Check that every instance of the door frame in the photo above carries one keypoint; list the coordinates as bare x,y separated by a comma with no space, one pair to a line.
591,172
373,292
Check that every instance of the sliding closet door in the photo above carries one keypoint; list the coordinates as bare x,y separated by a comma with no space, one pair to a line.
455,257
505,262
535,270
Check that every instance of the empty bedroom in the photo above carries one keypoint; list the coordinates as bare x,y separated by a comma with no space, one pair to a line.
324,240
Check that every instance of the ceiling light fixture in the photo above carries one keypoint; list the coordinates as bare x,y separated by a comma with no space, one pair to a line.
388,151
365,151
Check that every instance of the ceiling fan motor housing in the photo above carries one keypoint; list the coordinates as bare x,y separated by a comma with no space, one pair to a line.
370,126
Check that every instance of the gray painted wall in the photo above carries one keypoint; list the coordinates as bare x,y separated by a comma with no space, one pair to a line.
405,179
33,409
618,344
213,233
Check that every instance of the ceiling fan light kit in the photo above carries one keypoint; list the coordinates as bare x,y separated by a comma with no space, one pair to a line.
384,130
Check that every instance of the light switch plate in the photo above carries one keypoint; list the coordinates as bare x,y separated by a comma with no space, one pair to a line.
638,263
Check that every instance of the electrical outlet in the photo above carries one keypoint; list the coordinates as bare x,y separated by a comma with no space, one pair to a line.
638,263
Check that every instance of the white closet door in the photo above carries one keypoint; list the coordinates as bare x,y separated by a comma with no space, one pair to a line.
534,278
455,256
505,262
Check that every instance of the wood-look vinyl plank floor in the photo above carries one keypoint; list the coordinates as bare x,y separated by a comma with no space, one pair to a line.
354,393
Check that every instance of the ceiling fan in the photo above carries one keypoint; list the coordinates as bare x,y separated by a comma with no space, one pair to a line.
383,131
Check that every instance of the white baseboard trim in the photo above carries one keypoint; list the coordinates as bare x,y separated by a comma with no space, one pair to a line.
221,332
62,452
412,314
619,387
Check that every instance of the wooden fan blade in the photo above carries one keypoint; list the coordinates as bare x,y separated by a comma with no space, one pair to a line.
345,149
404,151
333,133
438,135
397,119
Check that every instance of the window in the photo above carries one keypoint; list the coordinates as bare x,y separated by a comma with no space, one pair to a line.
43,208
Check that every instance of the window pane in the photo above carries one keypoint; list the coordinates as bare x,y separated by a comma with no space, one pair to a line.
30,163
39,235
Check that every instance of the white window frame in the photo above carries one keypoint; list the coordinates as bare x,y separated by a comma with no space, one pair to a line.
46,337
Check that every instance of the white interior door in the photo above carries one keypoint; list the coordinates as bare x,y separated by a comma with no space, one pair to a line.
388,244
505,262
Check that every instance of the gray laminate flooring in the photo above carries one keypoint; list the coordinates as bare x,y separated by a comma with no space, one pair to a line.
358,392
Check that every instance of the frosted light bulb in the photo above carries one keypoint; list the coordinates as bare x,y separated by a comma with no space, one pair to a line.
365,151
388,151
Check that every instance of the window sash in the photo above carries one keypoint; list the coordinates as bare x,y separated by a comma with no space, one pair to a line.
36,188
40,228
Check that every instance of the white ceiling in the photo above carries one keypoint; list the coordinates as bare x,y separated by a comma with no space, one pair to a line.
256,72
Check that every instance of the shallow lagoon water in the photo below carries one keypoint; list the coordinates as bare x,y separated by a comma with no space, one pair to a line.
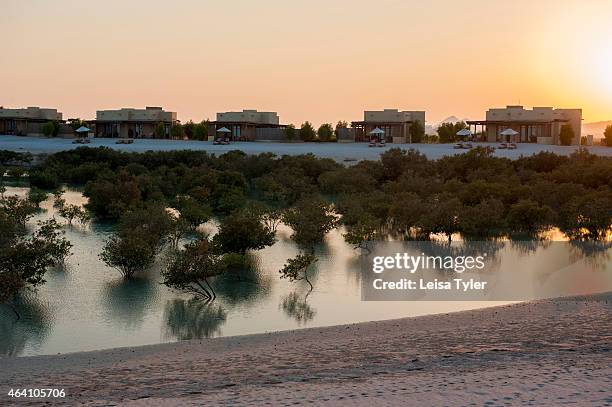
88,306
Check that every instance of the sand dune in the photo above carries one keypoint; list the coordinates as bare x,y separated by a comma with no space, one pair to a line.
541,353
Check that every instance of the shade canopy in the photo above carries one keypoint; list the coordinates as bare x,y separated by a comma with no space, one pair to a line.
83,129
509,132
377,131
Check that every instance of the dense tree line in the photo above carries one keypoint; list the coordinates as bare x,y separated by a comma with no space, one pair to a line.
159,200
404,193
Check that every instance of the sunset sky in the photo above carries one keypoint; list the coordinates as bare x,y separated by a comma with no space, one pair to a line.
317,60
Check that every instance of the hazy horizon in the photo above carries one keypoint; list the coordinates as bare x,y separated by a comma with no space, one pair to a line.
318,61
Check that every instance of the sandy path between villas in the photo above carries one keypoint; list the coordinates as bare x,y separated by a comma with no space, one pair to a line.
549,352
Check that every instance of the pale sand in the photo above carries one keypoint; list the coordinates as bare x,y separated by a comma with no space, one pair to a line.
550,352
336,151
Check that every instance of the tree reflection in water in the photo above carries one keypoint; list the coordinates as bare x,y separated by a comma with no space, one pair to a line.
128,301
193,319
297,308
245,287
29,331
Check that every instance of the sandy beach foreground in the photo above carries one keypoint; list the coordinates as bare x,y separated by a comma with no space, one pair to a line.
549,352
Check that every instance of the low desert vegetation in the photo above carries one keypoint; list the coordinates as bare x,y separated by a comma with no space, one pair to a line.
159,200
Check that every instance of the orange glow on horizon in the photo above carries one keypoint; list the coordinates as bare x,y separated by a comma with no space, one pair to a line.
308,60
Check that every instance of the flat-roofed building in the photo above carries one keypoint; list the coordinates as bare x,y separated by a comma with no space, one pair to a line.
538,125
395,124
29,121
247,125
134,123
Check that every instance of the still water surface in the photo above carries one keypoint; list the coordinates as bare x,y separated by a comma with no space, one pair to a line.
88,306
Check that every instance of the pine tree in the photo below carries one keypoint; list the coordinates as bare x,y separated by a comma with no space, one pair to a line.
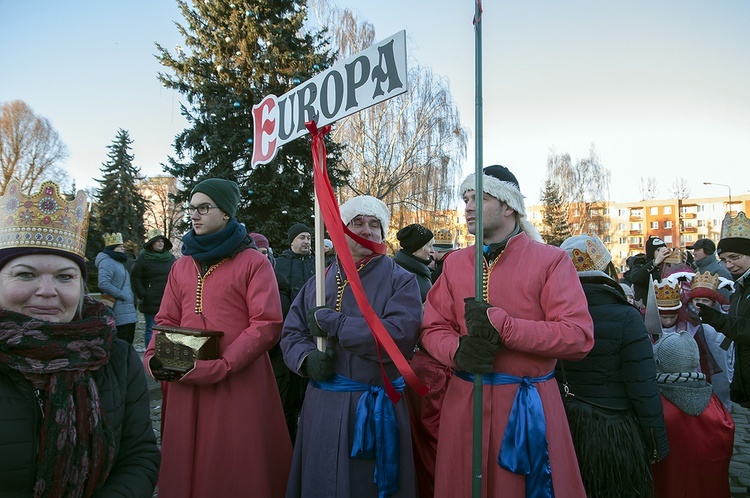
120,205
235,54
555,219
════════
Give these records as a two-column CSV with the columns text and answer and one row for each record. Put the record's wording and its answer each in a single quoted field with line breaks turned into spaces, and leave the pictures out.

text,answer
"Check that every instance of the door frame in the photo above carries one keypoint; list the coordinates as bare x,y separated by a comma with no space, one pair to a line.","591,172 373,292"
"Check that every instance of the sliding closet door in the photo above carries one keypoint; list the coordinates as bare x,y separated by a comma with no space, one pair to a line.","455,257 505,262 535,270"
"Check that every instance of the empty bedroom in the photo above carries one keypoint; list the coordinates as bare x,y separated by a comma with no space, one pair to a line.","324,240"
"Check that every instance of the ceiling light fixture in the photo above carries one keypoint; list the coordinates as bare x,y separated by a comma with no space, one pair to a line.","388,151 365,151"
"Check that every instance of the ceiling fan motor housing in the photo above carries one keypoint; list the coordinates as bare x,y separated by a comma with no space, one pair to a line.","370,126"
"Check that every instance of the gray painted wall in the photo above carries one keypoint; list the coordinates as bare x,y separated by a comma with no space, one pair to a line.","405,179 33,409 618,344 213,233"
"Check that every instance of the ceiling fan light kit in the photo above carries one keypoint; list the coordinates as bare x,y separated by a comma with no space, one pair to a line.","384,130"
"Check that every instance of the light switch plate in the photo above carries one keypoint; list the coordinates as bare x,y separated by a comma with no space, one pair to a line.","638,263"
"Check that every instance of the electrical outlet in the photo above carries one keypoint; list the coordinates as bare x,y separated by a comma with no space, one pair to a line.","638,263"
"Check that every instance of the white closet door in the photo above carries one keypoint; list the coordinates as bare x,y separated by a comma with no space, one pair to a line.","534,278 455,256 505,262"
"Check that every instance of the wood-look vinyl plank floor in the photo above carries one keypoint; list the coordinates as bare x,y separated by a comma with no space, one pair to a line.","354,393"
"Check that every instance of the ceiling fan in the photo above carries one keypoint; list the coordinates as bare x,y separated by a comma with no space, one pair to a line.","383,131"
"Check that every instance of the white baseboard trim in the photo above carries one keypoint; list the coordinates as bare x,y separated by a comma with no space, one pair to a line.","221,332 62,452 412,314 619,387"
"Check that every instance of the wooden fan blade in the photo above carries one keypoint; list the coordinates as bare x,y separated by a comma with no space, one pair to a line.","345,149 404,151 333,133 438,135 397,119"
"Check that every instance of the window in the photo above carries one keypoint; list the coordinates as bare x,y separated by a comma with no space, one pair to a line.","43,208"
"Check that every instance of the window pane in the photo above carries one keypoint; list the coordinates as bare x,y separated by a comma with no space, one pair to a line.","30,163 39,235"
"Check that every instance of the white window frame in the photo above carries one keypoint; list the coordinates as bare x,y separated by a comma with no space, one pair to a line.","46,337"
"Check that every instance of the white interior door in the photo above carries one keypoint; list the coordinates as bare x,y separated by a comma with no space, one pair to a line.","388,244 505,262"
"Check that every instance of the gray laminate flooring in the photo above carries one keypoint; list the coordinates as bare x,y separated by a comma with no space, one pair to a line.","358,392"
"Check that every instance of the frosted light bulb in the photo above carries one keypoint; list the coordinates as bare x,y separated by a comma with no space, one pair to a line.","365,151 388,151"
"Check that every instance of the window sash in the photo above carries one keypoint; list the coordinates as bare x,y separated by a comma with no space, one pair to a line.","36,188 40,228"
"Check that every instance of the white ceiling in the photo above carries one keypoint; list the coordinates as bare x,y separated by a comma with no space, one pair to a line.","256,72"
"Check that every instance of the shallow lagoon water in the photo below carries one keypoint; list the coordinates as bare x,y separated by a comma with no space, one pair to a line.","88,306"
"Check that every instance of the sand dune in the photo above carries one keypoint; list the coordinates as bare x,y separated by a comma with no space, one pair to a line.","541,353"
"Check that every instance of the shade canopy in the photo above carries one keypoint; list the coordinates as bare x,y separated by a comma with no space, one pair to a line.","83,129 509,132 377,131"
"Check that every instance of the dense tree line in the photo above carries one keypoint; list the coordinates as bare x,y separated by a comma with no space, one pair to a line.","159,200 404,193"
"Check that every instance of the sunset sky in the photo above carries one keypoint; list the coordinates as bare x,y separated by a comma with no space, one pair to a line.","317,60"
"Check that every instance of the hazy horizon in the photo above carries one keypoint; list the coordinates as bare x,y separated by a comma with no space, one pair to a line.","318,61"
"Check that every instance of the sandy path between villas in the photo above carries one keypoint; list the coordinates as bare x,y separated by a comma with no space, one pair to a line.","549,352"
"Check that every instance of the pale sand in the photo above carries one keypoint; list the coordinates as bare x,y separated by a comma with no space, one pair to a line.","550,352 336,151"
"Check that every instance of the tree reflection in water in the photo above carries one keypoint; list the coordinates as bare x,y separated by a comma with no space, one pair to a line.","128,301 193,319 297,308 245,287 29,331"
"Check that every instance of the sandy beach foreground in the photo above carries one keypoint; list the coordinates as bare x,y separated by a comma with no space, one pair to a line.","549,352"
"Check that every instance of the low desert vegetation in the photo above carries one keypoint; list the coordinates as bare x,y separated by a comma with no space, one pair to a line.","159,200"
"Check that every instance of the orange glow on horizon in the photo above carries one keypoint; list the coordinates as bare x,y separated by a comma with no space, one pair to a line.","308,60"
"Check that every instance of the flat-roofed building in the photo above carries one keypoint; list the coordinates as bare x,y separated by a comma with no space, one pair to a line.","538,125 395,124 29,121 247,125 134,123"
"Check that every instance of the still water surface in the photo above carries one keypoint; list the coordinates as bare x,y separated by a comma with no space, one pair to a line.","88,306"
"Check that every instance of the pine tree in the photo below carries one keypoint; list the coordinates as bare x,y separated by a comma with no space, one pair to a line.","120,205 235,54 555,219"